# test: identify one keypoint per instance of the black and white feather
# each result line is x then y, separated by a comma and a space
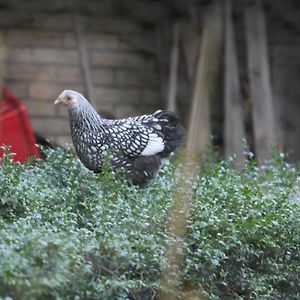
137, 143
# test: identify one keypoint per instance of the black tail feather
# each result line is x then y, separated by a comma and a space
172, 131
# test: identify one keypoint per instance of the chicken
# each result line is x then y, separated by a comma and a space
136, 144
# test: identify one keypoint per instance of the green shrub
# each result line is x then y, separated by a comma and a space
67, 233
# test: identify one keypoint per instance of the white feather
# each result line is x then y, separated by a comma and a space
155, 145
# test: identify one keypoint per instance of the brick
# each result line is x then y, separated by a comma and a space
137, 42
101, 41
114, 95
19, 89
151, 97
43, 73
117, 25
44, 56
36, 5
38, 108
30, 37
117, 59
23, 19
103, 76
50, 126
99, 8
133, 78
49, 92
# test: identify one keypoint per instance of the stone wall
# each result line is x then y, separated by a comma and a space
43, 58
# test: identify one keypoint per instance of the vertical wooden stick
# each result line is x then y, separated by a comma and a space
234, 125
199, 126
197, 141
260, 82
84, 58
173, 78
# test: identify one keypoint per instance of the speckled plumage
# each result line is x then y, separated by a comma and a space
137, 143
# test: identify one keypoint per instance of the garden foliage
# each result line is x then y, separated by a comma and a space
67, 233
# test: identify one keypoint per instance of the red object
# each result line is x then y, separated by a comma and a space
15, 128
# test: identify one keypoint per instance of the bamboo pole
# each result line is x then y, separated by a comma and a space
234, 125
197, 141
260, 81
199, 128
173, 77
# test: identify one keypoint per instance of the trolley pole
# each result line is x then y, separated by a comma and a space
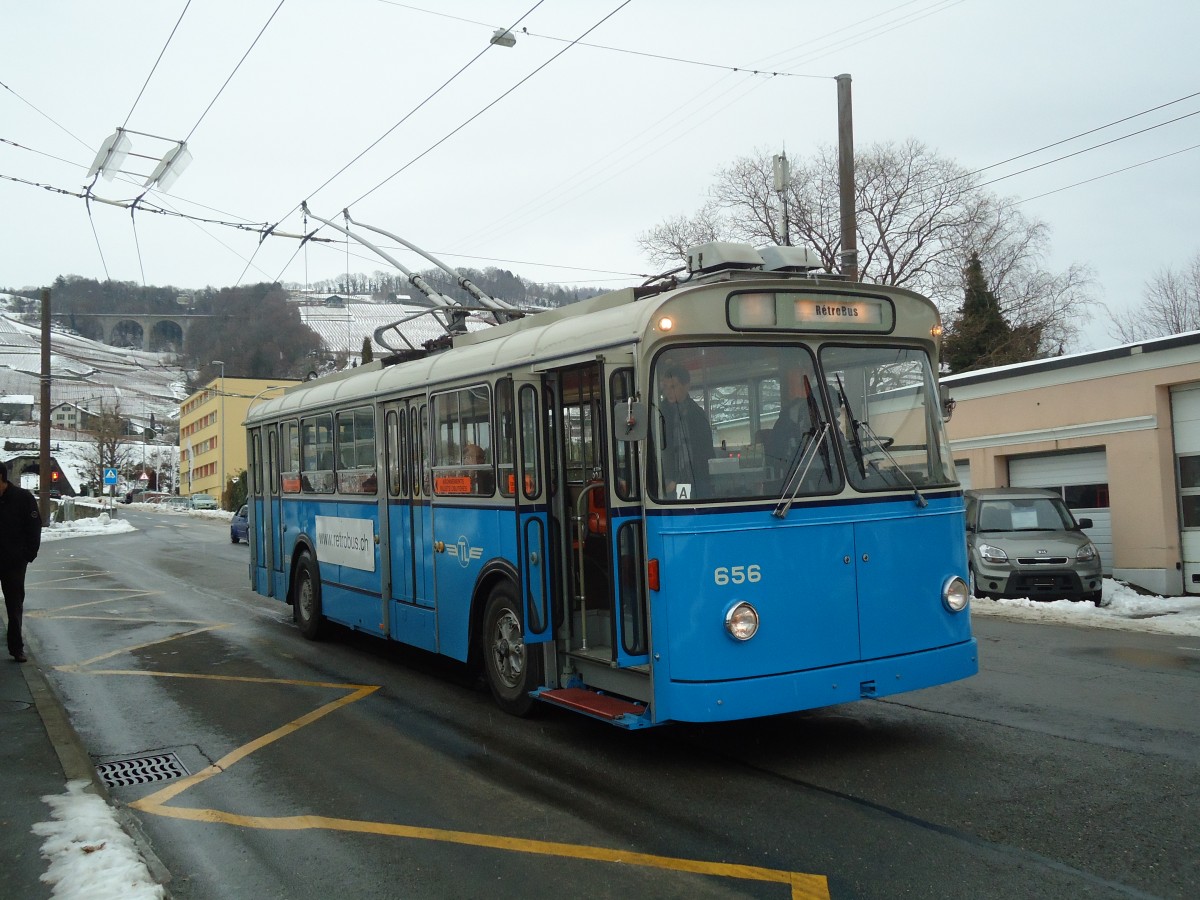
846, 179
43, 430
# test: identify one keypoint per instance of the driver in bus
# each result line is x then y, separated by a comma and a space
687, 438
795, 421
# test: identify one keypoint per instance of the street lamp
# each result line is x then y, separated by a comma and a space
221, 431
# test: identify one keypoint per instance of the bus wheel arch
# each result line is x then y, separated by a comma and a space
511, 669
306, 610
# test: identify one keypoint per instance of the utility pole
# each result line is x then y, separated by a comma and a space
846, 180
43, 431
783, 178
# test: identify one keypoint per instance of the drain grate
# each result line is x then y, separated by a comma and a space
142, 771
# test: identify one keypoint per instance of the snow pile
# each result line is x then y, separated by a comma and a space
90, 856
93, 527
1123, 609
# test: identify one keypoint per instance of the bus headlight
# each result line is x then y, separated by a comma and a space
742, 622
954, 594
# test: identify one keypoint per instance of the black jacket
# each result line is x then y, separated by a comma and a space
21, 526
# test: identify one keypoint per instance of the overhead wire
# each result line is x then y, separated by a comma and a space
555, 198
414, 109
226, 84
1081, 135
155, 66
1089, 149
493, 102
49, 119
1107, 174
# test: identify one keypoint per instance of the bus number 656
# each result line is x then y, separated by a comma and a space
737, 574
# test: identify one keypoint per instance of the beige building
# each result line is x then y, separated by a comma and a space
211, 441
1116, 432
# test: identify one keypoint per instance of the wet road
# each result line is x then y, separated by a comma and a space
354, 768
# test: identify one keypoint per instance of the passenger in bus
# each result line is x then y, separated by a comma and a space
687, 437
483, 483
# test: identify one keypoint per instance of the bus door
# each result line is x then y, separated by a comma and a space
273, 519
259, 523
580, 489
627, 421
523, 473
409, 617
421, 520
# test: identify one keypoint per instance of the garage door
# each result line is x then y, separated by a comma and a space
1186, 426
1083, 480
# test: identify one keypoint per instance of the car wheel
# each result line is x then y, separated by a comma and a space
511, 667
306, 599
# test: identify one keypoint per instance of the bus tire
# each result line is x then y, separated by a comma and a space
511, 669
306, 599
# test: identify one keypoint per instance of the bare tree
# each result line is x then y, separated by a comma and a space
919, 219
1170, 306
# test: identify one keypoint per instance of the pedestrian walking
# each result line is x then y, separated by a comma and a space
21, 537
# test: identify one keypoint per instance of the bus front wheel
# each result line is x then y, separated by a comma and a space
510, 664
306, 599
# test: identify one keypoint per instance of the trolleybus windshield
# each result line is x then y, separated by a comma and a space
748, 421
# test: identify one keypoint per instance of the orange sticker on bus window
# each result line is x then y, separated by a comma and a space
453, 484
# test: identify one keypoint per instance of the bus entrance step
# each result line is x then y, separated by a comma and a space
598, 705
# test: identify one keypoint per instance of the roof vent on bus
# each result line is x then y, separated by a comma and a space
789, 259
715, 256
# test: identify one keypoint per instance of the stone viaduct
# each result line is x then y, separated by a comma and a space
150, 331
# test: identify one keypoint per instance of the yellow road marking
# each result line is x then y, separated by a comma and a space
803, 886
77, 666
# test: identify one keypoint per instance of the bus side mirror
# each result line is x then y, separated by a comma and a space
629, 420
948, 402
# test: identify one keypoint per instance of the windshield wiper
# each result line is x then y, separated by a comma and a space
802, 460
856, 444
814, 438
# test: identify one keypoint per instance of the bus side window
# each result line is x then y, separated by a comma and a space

# # # #

| ACTIVITY |
Give the records above again verbatim, pictures omitted.

| ANSWER SPACE |
# test: identify one keypoint per instance of the black and white feather
# each result line is x then y, separated by a comma and a space
137, 143
# test: identify one keypoint per instance of the black tail feather
# each result line is x then y, separated by a comma and a space
172, 131
# test: identify one keypoint per instance of the chicken
# each result line is x then y, separated by a comma and a space
136, 144
# test: identify one keypoint per instance of the green shrub
# each result line is x then y, separated by a comma and a space
67, 233
# test: identify one keypoint per instance of the white feather
# each result line is x then y, separated by a comma and a space
155, 145
# test: identify one keypoint per instance of the brick
# each result line is x then y, separated by a comma and a space
137, 42
101, 41
114, 95
19, 89
151, 97
43, 73
117, 25
44, 56
36, 5
38, 108
30, 37
117, 59
23, 19
103, 76
50, 126
99, 8
133, 78
49, 92
# test: identify one keypoint per instance of the stone wall
# each result line is x then y, separated by a comma and a space
43, 58
# test: identify one keypoint per instance of the vertical wooden stick
# each result line is x then y, separated by a comma and a space
234, 125
199, 126
197, 141
260, 82
84, 58
173, 78
# test: identify one keypoint per instance of the speckled plumage
# each result line is x then y, separated by a comma and a space
137, 143
# test: identify one keypoint per instance of the garden foliage
# each result line is x then y, separated by a comma and a space
67, 233
# test: identify one keypoint per instance of the red object
# each result line is x then y, separated by a comma and a space
15, 128
# test: identify one keypoint per instance of the bamboo pole
# each result line is x then y, separated by a comma and a space
234, 125
197, 141
260, 81
199, 128
173, 77
# test: identify one keypoint per instance of the trolley pole
# each result line is x then y, separated by a comma and a space
846, 179
43, 430
# test: identify one keypoint per instance of the driver in bus
# each result line is x then y, separated by a comma and a space
687, 438
795, 421
# test: identify one keypoint per instance of the street lamp
# each result line is x then y, separated by a comma and a space
221, 431
# test: identify one keypoint per instance of the bus wheel arch
# each result line is x then y, separated by a comma and a space
511, 669
306, 610
# test: identify one keypoint per instance of the utility pole
# each result line is x then y, separated by a comma and a space
846, 180
43, 431
783, 178
# test: identify one keypoint per instance of the drain grate
# each result line is x then y, separated by a comma and a space
142, 771
# test: identify one keypoint per instance of the snow pile
# each result line is x then y, separated by a comma and a space
90, 856
93, 527
1123, 609
# test: identify one keypoint per instance of the bus headlight
# each result line is x then y, separated by a comma and a space
742, 622
954, 594
# test: identify one keypoint per instance of the black jacket
# each result line is x then y, separated by a comma and a space
21, 526
# test: identify one keypoint per instance of the overhead wire
# each result line is x then y, separated by a comma and a space
555, 198
414, 109
226, 84
1081, 135
155, 66
1089, 149
493, 102
49, 119
1107, 174
# test: identify one keypoint per instance of the bus number 656
# each result line is x then y, separated by a comma and a space
737, 574
# test: identify one keypoint per instance of the beige building
# each result line is x then y, separated by a comma and a space
211, 441
1116, 432
# test: identify one keypoint per instance of the wet road
# each result line is x then y, separated by a comma and a space
354, 768
# test: identify one keypoint per instance of the passenger in bus
# each result line is x then y, separated by a comma and a space
687, 437
483, 483
# test: identify one keypoint per instance of the bus door
# each result line is x then y, separated by a comma and a space
273, 519
259, 523
580, 489
627, 421
523, 473
409, 617
421, 520
# test: identify one keypoint per instance of the garage door
# each result line is x then y, separated by a comma and a space
1186, 426
1083, 480
# test: identify one keypoint per instance of the car wheel
# each result line is x then y, separated by a comma and a space
511, 667
306, 599
# test: identify one keypoint per instance of the bus tire
# each result line is x then y, separated by a comma and a space
511, 669
306, 599
# test: identify one keypoint per instance of the bare tree
# each result line is x then y, separated by a comma and a space
919, 219
1170, 306
# test: identify one keypoint per instance of the pedestrian walking
# each result line is x then y, separated by a comma and a space
21, 537
# test: identify one keypoint per instance of the bus front wheel
# each result line is x then y, separated by a comma and a space
510, 664
306, 599
# test: identify one keypoint per instance of the trolleybus windshield
# each result line is x then y, separated by a comma and a space
748, 421
# test: identify one keypoint per instance of the orange sticker on bus window
# each result line is x then y, separated by a comma and a space
453, 484
# test: identify one keypoint per instance of the bus entrance step
# each result line is x then y, separated by a comma and a space
598, 705
# test: identify one keypoint per instance of the roof vent on bus
# each result line is x then y, separated by a comma and a space
789, 259
715, 256
# test: identify one keypoint per instance of the stone viaduct
# each result line is x then y, separated by a comma and a space
150, 331
# test: identify one keypoint per instance of the yellow road marking
# each result line is x then y, separated by a comma and a space
803, 886
77, 666
# test: identify one keypoint per instance of the bus side mirror
# each result line is x then y, separated by a comma and a space
629, 420
948, 402
# test: identify one keypoint per instance of the windshield wiper
# each result line is x then y, separated by a comma and a space
802, 460
856, 444
814, 438
# test: identify one keypoint per instance of the bus side window
# each result line is x then y, separated by a comma and a space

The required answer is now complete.